-- Dataset records start --

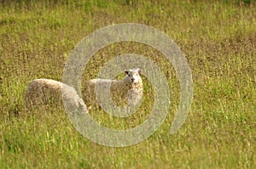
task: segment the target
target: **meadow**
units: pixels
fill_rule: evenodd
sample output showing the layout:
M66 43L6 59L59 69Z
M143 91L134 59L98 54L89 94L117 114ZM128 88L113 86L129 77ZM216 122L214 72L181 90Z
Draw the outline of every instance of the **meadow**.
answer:
M256 168L255 8L253 0L0 1L0 168ZM61 81L76 45L94 31L119 23L153 26L183 52L194 96L176 134L169 134L181 90L175 70L159 51L137 42L98 51L83 81L122 54L143 54L161 68L171 107L159 130L143 142L102 146L84 138L61 105L26 109L31 81ZM93 118L119 129L147 119L154 91L143 79L144 102L137 113L119 119L92 109Z

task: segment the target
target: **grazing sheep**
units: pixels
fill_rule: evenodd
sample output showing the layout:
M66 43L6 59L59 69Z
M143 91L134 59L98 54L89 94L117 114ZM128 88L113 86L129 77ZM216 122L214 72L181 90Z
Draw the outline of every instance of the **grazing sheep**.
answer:
M95 104L96 100L99 99L96 97L95 93L96 86L102 88L103 90L101 90L101 92L104 93L104 88L110 86L110 96L115 104L124 104L125 103L128 107L138 104L143 92L143 80L140 76L141 70L139 68L125 70L125 73L126 76L119 81L110 79L92 79L87 81L82 94L86 104ZM96 98L97 99L96 99ZM105 99L106 102L108 99L109 99L109 98Z
M66 101L66 109L83 109L87 107L76 90L62 82L51 79L36 79L30 82L26 93L26 106L31 109L46 104L61 105L62 99Z

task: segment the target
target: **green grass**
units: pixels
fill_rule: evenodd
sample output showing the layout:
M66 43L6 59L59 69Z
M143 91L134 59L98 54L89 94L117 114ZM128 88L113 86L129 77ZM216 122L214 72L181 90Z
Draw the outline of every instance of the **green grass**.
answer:
M0 1L0 168L255 168L254 8L248 0ZM154 60L168 80L172 104L163 125L144 142L102 146L79 134L62 107L26 110L29 82L61 81L69 54L86 35L125 22L164 31L188 59L194 100L177 134L168 134L179 101L174 69L158 51L136 42L99 51L83 81L121 54ZM147 100L153 93L147 82L145 87ZM125 128L143 121L151 108L146 102L139 115L119 121L102 110L91 114L109 127Z

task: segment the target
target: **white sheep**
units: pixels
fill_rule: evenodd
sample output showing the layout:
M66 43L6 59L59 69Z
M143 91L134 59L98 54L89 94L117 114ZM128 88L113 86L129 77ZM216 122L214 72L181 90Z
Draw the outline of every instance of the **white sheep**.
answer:
M102 104L109 103L109 93L106 88L110 86L110 96L115 104L128 105L128 108L137 104L143 96L143 84L140 76L141 69L125 70L126 76L121 80L110 79L92 79L85 82L84 91L82 93L83 99L88 105L96 104L96 100ZM96 88L100 89L100 94L107 94L102 100L99 97L96 97ZM102 99L99 101L99 99ZM104 103L103 103L104 102Z
M88 111L73 87L51 79L36 79L29 83L26 92L26 106L31 109L46 104L60 105L61 99L65 100L66 109L82 108Z

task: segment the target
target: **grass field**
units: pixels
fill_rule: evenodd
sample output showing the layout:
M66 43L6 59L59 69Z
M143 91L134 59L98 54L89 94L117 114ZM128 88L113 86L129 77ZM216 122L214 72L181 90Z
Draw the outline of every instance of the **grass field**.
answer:
M0 168L256 168L255 8L253 0L0 1ZM158 51L137 42L99 51L83 80L121 54L155 61L168 80L172 104L163 125L144 142L102 146L79 134L61 106L26 109L32 80L61 81L69 54L86 35L127 22L166 33L188 59L194 99L177 134L169 135L179 101L175 70ZM137 115L120 120L96 110L92 116L116 128L143 121L154 94L145 81L145 102Z

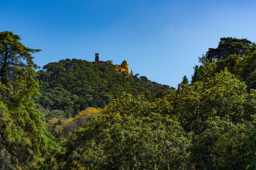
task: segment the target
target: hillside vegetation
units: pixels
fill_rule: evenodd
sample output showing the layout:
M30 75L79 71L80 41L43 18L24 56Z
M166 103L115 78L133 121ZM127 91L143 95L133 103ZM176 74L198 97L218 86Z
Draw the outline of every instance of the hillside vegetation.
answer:
M89 107L104 108L122 91L134 96L145 94L147 99L162 96L167 85L116 72L111 63L98 64L85 60L66 59L50 63L39 71L40 95L36 100L49 119L71 117Z
M176 90L76 59L37 78L20 40L0 33L0 169L256 169L254 43L221 38Z

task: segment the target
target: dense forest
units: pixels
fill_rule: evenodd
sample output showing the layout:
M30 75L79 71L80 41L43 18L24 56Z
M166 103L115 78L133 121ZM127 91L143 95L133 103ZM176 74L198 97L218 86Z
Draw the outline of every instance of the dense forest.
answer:
M0 168L254 169L256 49L222 38L177 89L0 33Z
M152 100L170 90L169 86L138 74L116 72L114 65L73 59L50 63L38 72L40 93L38 109L47 120L74 117L89 107L104 108L125 91L133 96L145 95Z

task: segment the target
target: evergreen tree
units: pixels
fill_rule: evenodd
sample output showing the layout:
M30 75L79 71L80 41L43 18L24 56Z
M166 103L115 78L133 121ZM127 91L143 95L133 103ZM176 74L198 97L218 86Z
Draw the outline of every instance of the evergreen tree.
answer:
M32 97L37 94L36 65L20 36L0 33L0 168L34 169L42 154L55 148Z

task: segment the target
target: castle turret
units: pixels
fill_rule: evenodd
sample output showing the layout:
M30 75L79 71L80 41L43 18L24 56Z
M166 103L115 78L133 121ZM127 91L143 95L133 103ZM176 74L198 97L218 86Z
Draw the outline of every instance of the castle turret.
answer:
M95 53L95 62L98 64L99 64L99 53Z

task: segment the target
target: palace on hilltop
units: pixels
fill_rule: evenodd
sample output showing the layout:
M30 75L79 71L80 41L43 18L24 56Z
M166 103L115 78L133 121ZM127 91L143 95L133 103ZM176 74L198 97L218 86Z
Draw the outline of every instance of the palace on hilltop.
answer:
M106 61L99 61L99 53L95 53L95 62L98 64L106 64L107 63ZM122 62L121 65L115 65L115 70L117 72L125 72L127 73L129 75L132 75L133 76L133 73L132 72L132 70L131 70L131 72L129 72L129 64L128 62L124 60L124 61Z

-- Dataset records end --

• **Exercise aim**
Find every line above that contains the word "meadow", matching case exactly.

• **Correct output**
target: **meadow**
Draw the outline of every instance of the **meadow**.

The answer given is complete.